Yunanistan’daki gizemli kraliyet mezarında, yukarıda Pompei’deki bir mozaikte tasvir edilen Büyük İskender’in bir akrabası ya da yakınındakilerden biri yatıyor olabilir.
Büyük İskender ile bağlantısı olduğu düşünülen mezarda “Game of Thrones”u aratmayacak entrikalar saklı olabilir.
Amphipolis. Yunanistan’da bugüne kadar keşfedilmiş en büyük antik mezar. Burada yalnızca ihtişamlı bir şekilde gömülmüş önemli biri değil, bir antikçağ ailesinin dramı ve saray entrikalarının sırları yatıyor olabilir. Mezarın Büyük İskender’e çok yakın biri için yapıldığını düşünülüyor. Burada yatan kişi İskender’in annesi Olympias, eşlerinden biri Roksane ya da en sevdiği generallerden, çocukluk arkadaşı ve aşığı Hephaistion olabilir.

▸ Yapılacak iş
Amphipolis mezarıyla ilgili yukarıdaki metinde "Amphipolis. Yunanistan’da bugüne" ile "aşığı Hephaistion olabilir." arasındaki bölümü, iki uç da dahil olmak üzere hiçbir şeyi değiştirmeden kopyalayın. Bundan sonraki satırlar başka bir kaynaktan alınmıştır.

▸ Verilen malzeme
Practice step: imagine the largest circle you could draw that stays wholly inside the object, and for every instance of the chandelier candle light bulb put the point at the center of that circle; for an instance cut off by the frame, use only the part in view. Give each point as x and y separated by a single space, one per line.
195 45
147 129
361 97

▸ Göreve yanıt
Amphipolis. Yunanistan’da bugüne kadar keşfedilmiş en büyük antik mezar. Burada yalnızca ihtişamlı bir şekilde gömülmüş önemli biri değil, bir antikçağ ailesinin dramı ve saray entrikalarının sırları yatıyor olabilir. Mezarın Büyük İskender’e çok yakın biri için yapıldığını düşünülüyor. Burada yatan kişi İskender’in annesi Olympias, eşlerinden biri Roksane ya da en sevdiği generallerden, çocukluk arkadaşı ve aşığı Hephaistion olabilir.